## DOCUMENT SECTION
Shark Shock: Scientists Discover Filter-feeding Basking Sharks are Warm-bodied Like Great Whites
Published:15 Aug.2023    Source:Trinity College Dublin
Approximately 99.9% of fish and shark species are "cold-blooded," meaning their body tissues generally match the temperature of the water they swim in -- but researchers have just discovered the mighty basking shark is a one-in-a-thousand exception. Instead, these sharks keep the core regions of their bodies warmer than the water like the most athletic swimmers in the sea such as great white sharks, mako sharks and tuna. The latter examples are so-called "regional endotherms" and are all fast swimming, apex predators at the top of the food chain. Scientists have long reasoned that their ability to keep warm helped with this athletic predatory lifestyle, and that evolution had shaped their physiology to match their requirements. However, an international team of researchers led by those from Trinity College Dublin, has now shown that gentle, plankton-feeding basking sharks are also regional endotherms despite having very different lifestyles to white sharks and tunas. This surprising discovery has implications for conservation, as well as raising a plethora of ecological and evolutionary questions.

[Natural language descriptions of regions]
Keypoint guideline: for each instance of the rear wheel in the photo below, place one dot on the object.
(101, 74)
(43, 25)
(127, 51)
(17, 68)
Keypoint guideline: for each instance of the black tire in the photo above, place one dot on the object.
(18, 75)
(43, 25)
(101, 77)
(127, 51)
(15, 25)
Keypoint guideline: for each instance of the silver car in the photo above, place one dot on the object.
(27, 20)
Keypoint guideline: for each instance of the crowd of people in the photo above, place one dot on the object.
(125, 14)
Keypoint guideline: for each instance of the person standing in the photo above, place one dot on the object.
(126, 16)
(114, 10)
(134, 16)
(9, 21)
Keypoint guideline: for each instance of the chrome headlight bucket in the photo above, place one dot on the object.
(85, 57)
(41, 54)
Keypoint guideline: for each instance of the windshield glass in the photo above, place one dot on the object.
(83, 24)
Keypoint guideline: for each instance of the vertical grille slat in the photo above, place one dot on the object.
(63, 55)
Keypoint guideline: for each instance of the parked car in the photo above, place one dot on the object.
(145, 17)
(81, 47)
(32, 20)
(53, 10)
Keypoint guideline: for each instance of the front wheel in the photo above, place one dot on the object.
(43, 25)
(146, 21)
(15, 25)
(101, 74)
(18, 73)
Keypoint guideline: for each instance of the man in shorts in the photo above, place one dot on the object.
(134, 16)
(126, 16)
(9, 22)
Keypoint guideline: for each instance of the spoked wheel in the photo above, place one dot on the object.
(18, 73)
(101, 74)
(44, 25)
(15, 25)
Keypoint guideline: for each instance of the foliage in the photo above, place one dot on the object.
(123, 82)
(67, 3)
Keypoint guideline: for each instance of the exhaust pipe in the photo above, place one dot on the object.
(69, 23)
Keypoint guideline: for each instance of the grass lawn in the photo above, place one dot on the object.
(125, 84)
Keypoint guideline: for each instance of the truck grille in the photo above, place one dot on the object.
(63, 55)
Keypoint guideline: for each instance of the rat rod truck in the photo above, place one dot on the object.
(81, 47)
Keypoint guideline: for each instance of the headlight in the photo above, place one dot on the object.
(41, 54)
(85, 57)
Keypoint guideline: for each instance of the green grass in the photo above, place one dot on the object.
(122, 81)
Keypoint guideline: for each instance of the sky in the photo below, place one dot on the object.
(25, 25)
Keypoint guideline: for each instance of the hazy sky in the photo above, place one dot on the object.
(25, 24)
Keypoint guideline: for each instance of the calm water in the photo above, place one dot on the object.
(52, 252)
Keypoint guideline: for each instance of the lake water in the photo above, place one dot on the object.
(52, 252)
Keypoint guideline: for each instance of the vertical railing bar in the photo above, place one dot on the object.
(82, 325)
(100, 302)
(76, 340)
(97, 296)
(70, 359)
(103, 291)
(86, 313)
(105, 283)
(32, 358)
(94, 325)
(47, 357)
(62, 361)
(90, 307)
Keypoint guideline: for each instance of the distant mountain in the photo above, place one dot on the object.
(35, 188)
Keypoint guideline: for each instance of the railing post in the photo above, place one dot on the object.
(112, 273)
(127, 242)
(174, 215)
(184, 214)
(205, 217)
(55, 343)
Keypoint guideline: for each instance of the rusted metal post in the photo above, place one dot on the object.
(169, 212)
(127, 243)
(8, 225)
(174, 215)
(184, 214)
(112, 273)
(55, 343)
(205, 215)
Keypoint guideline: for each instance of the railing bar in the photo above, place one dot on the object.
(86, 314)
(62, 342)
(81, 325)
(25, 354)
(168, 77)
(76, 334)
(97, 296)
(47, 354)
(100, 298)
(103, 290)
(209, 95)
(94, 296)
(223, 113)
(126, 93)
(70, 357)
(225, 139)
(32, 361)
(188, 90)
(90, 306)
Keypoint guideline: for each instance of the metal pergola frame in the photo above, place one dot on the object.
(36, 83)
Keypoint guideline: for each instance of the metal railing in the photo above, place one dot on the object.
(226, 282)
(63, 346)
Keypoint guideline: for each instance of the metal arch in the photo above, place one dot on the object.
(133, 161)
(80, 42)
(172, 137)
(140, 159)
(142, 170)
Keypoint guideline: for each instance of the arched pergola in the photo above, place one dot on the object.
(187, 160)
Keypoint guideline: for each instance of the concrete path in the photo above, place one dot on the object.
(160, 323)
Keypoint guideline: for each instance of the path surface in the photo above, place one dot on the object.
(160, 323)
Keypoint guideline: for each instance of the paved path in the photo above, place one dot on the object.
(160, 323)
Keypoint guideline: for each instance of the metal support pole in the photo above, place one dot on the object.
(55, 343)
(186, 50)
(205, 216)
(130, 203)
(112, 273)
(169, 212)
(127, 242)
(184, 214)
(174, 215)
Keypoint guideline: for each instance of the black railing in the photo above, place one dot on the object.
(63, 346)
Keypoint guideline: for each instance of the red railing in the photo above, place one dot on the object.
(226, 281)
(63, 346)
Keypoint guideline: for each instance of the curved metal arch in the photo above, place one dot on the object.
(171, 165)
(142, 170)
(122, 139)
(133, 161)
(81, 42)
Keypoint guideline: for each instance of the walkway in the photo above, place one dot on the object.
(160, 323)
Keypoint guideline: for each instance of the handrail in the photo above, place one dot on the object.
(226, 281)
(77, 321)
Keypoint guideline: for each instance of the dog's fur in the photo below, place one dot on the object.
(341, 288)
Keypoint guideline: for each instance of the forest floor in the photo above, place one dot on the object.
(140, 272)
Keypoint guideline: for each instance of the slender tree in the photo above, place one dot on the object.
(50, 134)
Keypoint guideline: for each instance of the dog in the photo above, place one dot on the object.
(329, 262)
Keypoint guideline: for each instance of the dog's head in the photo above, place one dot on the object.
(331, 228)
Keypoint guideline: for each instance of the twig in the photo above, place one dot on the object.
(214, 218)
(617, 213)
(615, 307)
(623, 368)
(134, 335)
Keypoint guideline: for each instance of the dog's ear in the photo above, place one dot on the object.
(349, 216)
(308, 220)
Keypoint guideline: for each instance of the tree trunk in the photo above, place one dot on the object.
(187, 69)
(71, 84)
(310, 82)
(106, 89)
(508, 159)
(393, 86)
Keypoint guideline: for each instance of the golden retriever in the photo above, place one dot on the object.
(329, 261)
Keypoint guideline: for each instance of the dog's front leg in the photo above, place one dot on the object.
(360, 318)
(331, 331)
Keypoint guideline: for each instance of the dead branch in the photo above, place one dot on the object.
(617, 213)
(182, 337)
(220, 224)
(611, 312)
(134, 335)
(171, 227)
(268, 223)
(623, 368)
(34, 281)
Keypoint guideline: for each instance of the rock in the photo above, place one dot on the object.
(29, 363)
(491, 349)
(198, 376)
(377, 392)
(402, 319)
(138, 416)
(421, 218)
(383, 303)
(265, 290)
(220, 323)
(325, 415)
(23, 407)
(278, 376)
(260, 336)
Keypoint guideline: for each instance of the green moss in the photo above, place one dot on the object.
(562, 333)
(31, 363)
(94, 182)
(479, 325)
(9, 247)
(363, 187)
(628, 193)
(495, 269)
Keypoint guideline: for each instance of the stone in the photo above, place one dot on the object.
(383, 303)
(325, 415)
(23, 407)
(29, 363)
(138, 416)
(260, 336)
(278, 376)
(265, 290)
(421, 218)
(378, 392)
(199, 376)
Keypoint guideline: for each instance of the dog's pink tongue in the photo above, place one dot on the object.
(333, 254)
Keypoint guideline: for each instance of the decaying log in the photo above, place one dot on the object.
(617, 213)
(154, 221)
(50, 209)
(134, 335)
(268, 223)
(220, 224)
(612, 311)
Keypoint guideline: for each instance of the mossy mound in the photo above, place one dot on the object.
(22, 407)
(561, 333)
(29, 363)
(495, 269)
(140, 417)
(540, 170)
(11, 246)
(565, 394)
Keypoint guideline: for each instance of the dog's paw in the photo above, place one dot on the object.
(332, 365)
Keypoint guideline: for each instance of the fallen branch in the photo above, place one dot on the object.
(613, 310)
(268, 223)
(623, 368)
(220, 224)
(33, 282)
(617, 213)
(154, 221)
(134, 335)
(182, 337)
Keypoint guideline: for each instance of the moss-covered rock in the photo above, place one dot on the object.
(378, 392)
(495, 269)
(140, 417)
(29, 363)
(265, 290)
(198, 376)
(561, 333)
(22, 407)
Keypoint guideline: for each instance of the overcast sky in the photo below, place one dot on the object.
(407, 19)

## REQUIRED WORK
[A] Which animals does the basking shark article identify as regional endotherms?
[B] Could you carry on the basking shark article from the point where its text stops?
The entries are separate material and are not part of the basking shark article.

## EXPECTED OUTPUTS
[A] Great white sharks, mako sharks, tuna, basking sharks

[B]
To make the discovery, the research team (including scientists from University of Pretoria, Marine Biological Association, Queen's University Belfast, Zoological Society of London, University of Southampton, and Manx Basking Shark Watch) first undertook dissections of dead basking sharks that washed up in Ireland and the UK. They found that the sharks have cruise-swimming muscles located deep inside their bodies as seen in white sharks and tunas; in most fish this "red" muscle is instead found toward the outside of the animals. They also discovered basking sharks have strong muscular hearts that probably help generate high blood pressures and flows. Most fish species have relatively "spongy" hearts, whereas basking shark hearts are more typical of the regional endotherm species.
 

Next, the team designed a new low-impact tagging method to record body temperature of free-swimming basking sharks off the coast of Co Cork, Ireland. Researchers were able get close enough to 8 m basking sharks to safely deploy the tags, which recorded muscle temperature just under the skin for up to 12 hours before they automatically detached from the animals and were collected by the researchers. These tags revealed that basking shark muscles are consistently elevated above water temperatures, and to almost exactly the same extent as their regionally-endothermic predatory cousins.